§ Written instruction
Turn the lines below, starting at the line that contains "Would you please identify the leafy" and ending at the line that contains "column 439, row 162", into a numbered list with both of those lines included. Leave out any blank lines.
** Begin **
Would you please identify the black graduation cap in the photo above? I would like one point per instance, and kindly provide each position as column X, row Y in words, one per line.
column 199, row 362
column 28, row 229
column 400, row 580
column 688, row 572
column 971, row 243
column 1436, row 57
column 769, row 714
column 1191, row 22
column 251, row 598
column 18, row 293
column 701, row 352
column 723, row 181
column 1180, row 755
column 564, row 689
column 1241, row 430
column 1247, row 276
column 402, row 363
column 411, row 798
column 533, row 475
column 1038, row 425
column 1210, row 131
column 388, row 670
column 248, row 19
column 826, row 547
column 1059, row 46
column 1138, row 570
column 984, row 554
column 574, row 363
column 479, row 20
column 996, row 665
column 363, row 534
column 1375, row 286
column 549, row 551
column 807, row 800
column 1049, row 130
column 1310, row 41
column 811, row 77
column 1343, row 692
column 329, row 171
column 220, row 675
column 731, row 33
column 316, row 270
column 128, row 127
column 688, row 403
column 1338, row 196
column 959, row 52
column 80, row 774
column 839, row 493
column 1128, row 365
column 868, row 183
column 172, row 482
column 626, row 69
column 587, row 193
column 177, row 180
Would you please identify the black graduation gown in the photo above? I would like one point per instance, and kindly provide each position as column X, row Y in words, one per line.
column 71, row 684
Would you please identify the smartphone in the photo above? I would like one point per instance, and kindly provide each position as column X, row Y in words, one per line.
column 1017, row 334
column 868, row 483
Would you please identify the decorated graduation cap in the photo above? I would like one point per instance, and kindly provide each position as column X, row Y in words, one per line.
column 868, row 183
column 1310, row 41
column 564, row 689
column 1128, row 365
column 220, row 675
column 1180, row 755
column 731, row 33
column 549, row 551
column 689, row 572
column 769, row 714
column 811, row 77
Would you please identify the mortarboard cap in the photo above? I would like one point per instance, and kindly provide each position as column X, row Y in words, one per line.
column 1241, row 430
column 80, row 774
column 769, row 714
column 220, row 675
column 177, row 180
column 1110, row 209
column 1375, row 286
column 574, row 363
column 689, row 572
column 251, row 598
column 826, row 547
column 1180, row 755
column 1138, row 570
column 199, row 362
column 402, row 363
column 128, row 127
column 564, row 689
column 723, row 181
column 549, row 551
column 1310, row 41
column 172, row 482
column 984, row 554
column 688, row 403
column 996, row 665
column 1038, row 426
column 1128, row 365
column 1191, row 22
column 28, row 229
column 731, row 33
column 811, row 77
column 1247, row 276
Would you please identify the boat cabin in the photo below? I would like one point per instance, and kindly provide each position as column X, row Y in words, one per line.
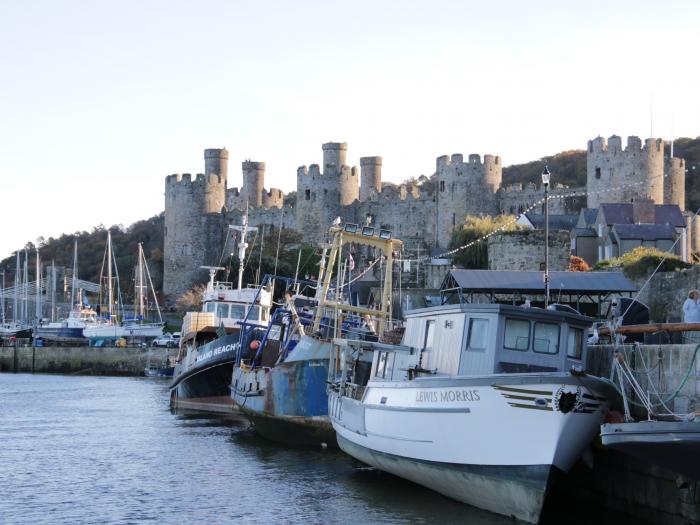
column 480, row 339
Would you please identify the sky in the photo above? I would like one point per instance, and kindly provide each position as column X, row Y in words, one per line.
column 99, row 101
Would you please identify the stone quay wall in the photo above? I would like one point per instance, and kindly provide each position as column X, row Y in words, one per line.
column 82, row 360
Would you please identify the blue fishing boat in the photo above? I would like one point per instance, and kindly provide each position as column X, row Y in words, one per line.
column 280, row 379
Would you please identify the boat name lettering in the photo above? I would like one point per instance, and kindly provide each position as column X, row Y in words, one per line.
column 216, row 351
column 423, row 396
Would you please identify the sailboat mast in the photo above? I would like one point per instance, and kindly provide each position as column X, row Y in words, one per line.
column 75, row 274
column 110, row 291
column 142, row 312
column 15, row 299
column 37, row 305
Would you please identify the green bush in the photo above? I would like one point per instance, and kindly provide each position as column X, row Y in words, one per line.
column 643, row 260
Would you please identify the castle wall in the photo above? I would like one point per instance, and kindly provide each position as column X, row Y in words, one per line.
column 465, row 188
column 193, row 229
column 523, row 250
column 639, row 169
column 515, row 199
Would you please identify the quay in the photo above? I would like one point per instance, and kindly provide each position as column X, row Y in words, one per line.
column 79, row 360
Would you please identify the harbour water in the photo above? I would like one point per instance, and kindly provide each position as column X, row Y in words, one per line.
column 108, row 450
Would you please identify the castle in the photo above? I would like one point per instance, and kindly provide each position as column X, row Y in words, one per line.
column 198, row 210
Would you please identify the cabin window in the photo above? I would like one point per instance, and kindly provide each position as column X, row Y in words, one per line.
column 477, row 334
column 221, row 310
column 237, row 311
column 546, row 338
column 574, row 348
column 381, row 364
column 429, row 335
column 517, row 335
column 254, row 313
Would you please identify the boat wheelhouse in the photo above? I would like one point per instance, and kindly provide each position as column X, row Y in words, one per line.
column 480, row 402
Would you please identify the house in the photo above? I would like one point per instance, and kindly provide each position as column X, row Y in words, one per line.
column 617, row 228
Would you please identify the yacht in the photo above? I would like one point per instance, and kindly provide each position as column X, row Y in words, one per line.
column 279, row 381
column 483, row 403
column 210, row 340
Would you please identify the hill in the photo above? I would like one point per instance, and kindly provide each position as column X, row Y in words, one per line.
column 91, row 246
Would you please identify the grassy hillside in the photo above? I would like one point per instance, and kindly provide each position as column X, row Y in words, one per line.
column 567, row 167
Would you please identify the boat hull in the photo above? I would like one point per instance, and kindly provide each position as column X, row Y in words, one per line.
column 203, row 384
column 490, row 441
column 517, row 491
column 288, row 402
column 673, row 445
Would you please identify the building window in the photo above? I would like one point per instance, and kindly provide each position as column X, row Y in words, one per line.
column 575, row 344
column 546, row 338
column 517, row 335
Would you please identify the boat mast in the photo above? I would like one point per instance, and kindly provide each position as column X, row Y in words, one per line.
column 110, row 291
column 242, row 245
column 25, row 288
column 15, row 300
column 150, row 282
column 37, row 305
column 75, row 272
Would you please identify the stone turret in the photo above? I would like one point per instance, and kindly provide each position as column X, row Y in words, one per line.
column 193, row 222
column 370, row 178
column 465, row 188
column 615, row 174
column 216, row 162
column 253, row 183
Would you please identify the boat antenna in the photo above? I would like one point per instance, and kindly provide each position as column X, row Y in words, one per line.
column 242, row 245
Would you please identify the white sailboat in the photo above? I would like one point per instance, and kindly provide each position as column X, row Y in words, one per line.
column 482, row 403
column 139, row 326
column 108, row 327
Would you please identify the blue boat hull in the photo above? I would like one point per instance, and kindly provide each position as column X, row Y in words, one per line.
column 288, row 402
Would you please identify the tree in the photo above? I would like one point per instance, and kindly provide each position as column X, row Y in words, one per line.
column 476, row 256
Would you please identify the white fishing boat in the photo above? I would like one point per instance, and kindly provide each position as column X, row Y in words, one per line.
column 482, row 403
column 110, row 327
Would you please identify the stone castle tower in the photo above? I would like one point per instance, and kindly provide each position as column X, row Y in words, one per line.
column 323, row 196
column 423, row 213
column 465, row 187
column 636, row 173
column 193, row 221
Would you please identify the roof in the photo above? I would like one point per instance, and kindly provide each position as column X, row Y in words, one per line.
column 585, row 232
column 556, row 222
column 669, row 214
column 589, row 215
column 618, row 213
column 515, row 281
column 645, row 232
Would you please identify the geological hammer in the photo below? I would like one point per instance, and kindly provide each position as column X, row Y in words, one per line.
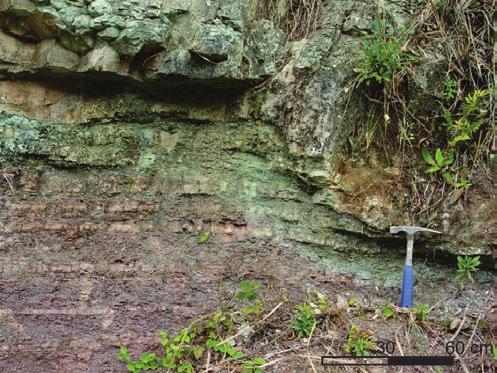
column 407, row 295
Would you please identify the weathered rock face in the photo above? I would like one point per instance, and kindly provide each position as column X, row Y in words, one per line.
column 164, row 42
column 128, row 128
column 86, row 71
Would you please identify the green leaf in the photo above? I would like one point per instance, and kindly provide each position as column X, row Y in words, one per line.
column 185, row 368
column 248, row 290
column 439, row 157
column 427, row 157
column 123, row 354
column 458, row 139
column 204, row 237
column 433, row 169
column 388, row 312
column 197, row 352
column 448, row 178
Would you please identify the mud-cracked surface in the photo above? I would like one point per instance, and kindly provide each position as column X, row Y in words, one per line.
column 69, row 298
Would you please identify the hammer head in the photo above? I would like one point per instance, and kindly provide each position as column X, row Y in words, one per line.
column 411, row 230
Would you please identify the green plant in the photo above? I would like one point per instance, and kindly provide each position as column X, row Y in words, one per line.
column 462, row 183
column 421, row 311
column 352, row 301
column 248, row 290
column 354, row 145
column 387, row 311
column 384, row 54
column 204, row 237
column 440, row 162
column 466, row 267
column 254, row 365
column 450, row 92
column 306, row 320
column 182, row 349
column 469, row 117
column 359, row 341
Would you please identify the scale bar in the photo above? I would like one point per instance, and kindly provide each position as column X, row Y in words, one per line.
column 387, row 360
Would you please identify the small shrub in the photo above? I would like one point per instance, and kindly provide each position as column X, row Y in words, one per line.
column 254, row 365
column 248, row 290
column 305, row 321
column 421, row 311
column 387, row 312
column 384, row 54
column 204, row 237
column 466, row 267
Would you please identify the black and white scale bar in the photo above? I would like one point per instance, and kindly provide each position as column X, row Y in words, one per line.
column 387, row 360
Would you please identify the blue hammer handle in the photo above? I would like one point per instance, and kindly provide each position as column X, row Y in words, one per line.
column 407, row 298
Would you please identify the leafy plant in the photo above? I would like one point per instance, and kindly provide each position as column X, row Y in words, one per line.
column 450, row 92
column 462, row 183
column 352, row 301
column 421, row 311
column 354, row 145
column 384, row 54
column 359, row 341
column 439, row 162
column 305, row 321
column 466, row 267
column 204, row 237
column 387, row 311
column 468, row 117
column 215, row 344
column 254, row 365
column 248, row 290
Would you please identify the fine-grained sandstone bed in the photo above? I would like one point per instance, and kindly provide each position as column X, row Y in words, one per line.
column 129, row 128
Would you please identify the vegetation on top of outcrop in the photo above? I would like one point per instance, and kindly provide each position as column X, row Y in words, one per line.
column 431, row 92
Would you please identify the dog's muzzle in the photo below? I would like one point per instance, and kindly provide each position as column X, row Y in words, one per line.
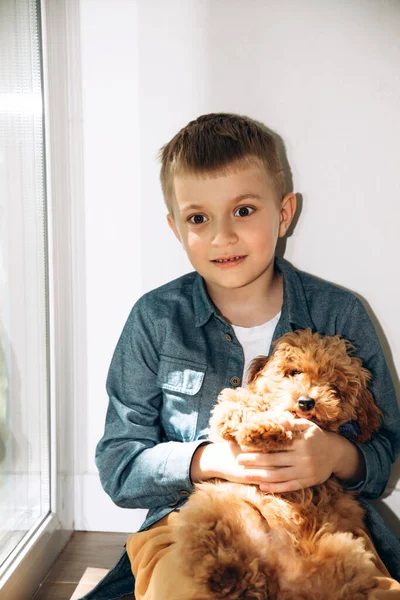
column 305, row 403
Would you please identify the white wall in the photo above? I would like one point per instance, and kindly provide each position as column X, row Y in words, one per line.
column 323, row 75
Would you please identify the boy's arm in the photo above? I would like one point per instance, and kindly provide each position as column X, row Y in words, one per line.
column 384, row 447
column 136, row 468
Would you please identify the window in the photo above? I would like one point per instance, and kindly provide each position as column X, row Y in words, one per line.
column 24, row 398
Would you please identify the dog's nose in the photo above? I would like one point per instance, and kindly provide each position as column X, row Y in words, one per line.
column 306, row 403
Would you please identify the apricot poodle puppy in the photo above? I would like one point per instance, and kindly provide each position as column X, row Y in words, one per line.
column 241, row 543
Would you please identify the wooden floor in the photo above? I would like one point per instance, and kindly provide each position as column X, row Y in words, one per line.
column 85, row 549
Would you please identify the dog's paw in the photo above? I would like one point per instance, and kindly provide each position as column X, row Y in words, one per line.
column 227, row 415
column 266, row 436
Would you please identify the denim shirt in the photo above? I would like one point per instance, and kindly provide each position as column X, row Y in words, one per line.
column 174, row 356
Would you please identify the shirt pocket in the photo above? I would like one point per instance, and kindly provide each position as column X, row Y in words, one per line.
column 181, row 382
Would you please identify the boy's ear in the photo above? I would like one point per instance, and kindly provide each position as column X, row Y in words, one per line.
column 287, row 212
column 172, row 225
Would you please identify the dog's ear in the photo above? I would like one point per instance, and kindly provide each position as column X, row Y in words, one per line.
column 256, row 366
column 368, row 417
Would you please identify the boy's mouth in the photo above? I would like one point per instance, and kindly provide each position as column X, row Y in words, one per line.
column 229, row 261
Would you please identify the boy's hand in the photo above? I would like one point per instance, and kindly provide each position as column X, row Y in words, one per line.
column 312, row 458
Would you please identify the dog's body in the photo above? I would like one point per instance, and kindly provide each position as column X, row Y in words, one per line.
column 241, row 543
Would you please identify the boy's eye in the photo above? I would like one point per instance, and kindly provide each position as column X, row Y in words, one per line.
column 198, row 219
column 243, row 211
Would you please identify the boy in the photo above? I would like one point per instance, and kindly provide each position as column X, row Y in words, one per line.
column 183, row 343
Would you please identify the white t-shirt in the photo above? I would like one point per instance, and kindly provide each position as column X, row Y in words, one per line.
column 255, row 341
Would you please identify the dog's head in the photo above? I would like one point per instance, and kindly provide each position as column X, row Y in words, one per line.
column 317, row 378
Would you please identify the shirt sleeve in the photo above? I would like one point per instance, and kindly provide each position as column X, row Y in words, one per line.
column 384, row 447
column 137, row 468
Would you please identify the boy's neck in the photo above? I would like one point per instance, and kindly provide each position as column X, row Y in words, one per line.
column 251, row 305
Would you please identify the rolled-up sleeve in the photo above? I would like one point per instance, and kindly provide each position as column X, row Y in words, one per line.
column 137, row 468
column 384, row 447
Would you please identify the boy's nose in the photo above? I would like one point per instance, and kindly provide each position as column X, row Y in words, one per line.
column 224, row 234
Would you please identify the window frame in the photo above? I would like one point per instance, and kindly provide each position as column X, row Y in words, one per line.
column 28, row 565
** End **
§ Exercise answer
1. Would you please identify the leafy plant in the photo above? I would like one point per instance, and kindly provide each position as column X, row Y in words, one per line.
2. column 450, row 92
3. column 462, row 183
4. column 352, row 301
5. column 421, row 311
6. column 354, row 145
7. column 384, row 54
8. column 359, row 341
9. column 439, row 162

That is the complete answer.